- TASK DESCRIPTION
Copy out the entries from the beginning through the line that contains "[(606, 308)]", inclusive, and add 56 to every coordinate in their answer points, leaving all other lines unchanged.

────────────────────────────────────────

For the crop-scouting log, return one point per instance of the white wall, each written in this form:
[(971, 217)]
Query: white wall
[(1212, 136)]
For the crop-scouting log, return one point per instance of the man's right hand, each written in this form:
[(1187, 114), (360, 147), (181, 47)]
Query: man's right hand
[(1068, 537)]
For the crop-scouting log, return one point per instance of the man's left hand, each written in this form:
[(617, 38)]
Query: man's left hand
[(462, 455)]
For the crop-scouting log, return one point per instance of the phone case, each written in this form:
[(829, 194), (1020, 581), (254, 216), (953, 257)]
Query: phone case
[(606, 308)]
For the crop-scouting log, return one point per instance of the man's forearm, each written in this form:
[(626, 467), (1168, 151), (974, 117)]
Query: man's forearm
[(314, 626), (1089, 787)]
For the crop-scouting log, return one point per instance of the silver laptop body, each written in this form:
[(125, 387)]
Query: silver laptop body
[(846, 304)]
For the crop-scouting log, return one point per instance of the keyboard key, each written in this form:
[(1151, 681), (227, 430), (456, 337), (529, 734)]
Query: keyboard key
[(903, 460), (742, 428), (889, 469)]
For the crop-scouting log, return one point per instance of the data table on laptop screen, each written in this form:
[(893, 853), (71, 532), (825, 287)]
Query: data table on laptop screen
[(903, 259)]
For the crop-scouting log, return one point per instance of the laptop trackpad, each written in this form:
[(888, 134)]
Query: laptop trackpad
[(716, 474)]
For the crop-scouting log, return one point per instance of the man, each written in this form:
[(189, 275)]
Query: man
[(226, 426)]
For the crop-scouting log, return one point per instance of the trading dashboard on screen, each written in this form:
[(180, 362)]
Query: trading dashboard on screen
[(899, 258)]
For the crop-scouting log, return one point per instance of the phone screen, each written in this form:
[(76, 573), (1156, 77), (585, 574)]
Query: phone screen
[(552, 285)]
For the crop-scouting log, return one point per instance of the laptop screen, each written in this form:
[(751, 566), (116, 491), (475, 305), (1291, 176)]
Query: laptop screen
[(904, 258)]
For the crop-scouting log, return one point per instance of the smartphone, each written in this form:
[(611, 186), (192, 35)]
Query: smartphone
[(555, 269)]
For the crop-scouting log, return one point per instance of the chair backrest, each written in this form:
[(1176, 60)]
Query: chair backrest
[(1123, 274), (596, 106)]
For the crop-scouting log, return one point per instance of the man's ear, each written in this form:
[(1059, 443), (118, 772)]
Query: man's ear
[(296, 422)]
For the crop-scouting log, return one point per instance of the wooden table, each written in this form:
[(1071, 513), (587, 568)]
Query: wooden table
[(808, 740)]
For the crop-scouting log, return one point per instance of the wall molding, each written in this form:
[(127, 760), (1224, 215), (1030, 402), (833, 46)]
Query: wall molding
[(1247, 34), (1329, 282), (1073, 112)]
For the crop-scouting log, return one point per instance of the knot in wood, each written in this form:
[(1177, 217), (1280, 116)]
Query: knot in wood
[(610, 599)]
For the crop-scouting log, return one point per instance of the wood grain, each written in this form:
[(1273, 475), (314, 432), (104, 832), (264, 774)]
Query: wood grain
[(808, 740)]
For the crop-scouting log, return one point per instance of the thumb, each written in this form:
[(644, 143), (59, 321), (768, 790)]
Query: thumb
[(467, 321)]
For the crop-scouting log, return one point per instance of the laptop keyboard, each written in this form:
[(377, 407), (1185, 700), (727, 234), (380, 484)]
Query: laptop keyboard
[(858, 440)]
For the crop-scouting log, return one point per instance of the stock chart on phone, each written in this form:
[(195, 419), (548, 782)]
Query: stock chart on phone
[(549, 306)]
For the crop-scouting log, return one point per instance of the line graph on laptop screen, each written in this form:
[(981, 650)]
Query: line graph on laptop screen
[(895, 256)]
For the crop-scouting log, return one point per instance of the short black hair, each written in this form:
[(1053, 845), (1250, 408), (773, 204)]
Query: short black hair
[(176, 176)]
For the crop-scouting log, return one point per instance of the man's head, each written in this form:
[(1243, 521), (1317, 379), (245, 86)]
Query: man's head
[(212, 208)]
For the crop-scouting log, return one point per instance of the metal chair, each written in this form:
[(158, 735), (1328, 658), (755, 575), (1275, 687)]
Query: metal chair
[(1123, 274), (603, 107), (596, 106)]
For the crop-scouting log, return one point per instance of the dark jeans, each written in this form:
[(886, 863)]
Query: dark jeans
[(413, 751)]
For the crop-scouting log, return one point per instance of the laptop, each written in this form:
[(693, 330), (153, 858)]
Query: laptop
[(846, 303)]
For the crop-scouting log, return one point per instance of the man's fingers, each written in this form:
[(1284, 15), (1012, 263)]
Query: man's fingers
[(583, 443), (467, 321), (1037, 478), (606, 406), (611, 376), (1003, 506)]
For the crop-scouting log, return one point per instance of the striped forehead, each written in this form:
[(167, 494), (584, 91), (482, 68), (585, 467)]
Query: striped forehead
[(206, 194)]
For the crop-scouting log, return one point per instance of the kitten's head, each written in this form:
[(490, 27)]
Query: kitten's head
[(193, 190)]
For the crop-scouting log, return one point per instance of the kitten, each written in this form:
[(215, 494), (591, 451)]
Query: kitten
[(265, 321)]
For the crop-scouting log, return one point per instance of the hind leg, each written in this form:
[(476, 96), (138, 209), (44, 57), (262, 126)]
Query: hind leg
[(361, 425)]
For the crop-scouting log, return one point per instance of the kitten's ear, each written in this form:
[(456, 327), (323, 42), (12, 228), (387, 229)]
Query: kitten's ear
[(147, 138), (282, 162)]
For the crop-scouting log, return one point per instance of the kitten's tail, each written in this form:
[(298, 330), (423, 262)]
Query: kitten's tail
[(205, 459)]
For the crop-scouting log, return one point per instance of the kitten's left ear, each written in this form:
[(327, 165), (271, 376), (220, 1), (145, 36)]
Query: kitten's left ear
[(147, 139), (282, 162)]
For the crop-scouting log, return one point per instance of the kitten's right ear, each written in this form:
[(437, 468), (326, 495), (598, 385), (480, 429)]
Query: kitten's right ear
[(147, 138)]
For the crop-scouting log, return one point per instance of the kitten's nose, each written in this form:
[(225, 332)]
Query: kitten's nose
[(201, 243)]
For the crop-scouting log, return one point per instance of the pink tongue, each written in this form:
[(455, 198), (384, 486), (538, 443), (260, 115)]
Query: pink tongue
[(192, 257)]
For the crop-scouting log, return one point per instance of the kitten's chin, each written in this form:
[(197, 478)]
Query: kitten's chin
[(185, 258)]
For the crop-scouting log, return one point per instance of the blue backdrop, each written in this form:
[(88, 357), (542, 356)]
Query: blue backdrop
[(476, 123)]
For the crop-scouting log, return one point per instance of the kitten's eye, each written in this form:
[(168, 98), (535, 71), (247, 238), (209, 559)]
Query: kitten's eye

────────────────────────────────────────

- TASK RESPONSE
For the crop-scouting log, return one point per instance of the white wall, each written in this form:
[(971, 217)]
Query: white wall
[(1268, 192)]
For the crop-scouting log, return one point per instance of the man's right hand, each written in this form:
[(1187, 114), (360, 147), (181, 47)]
Query: man's right hand
[(1124, 593)]
For the crop-scouting log, return one point per instance of the man's left hand, each written in this form:
[(617, 38)]
Query: man's left hand
[(518, 511)]
For the crop-scouting log, return one point per instance of the phone case, each written in this form:
[(829, 194), (1020, 581), (254, 216), (953, 257)]
Query: phone case
[(662, 364)]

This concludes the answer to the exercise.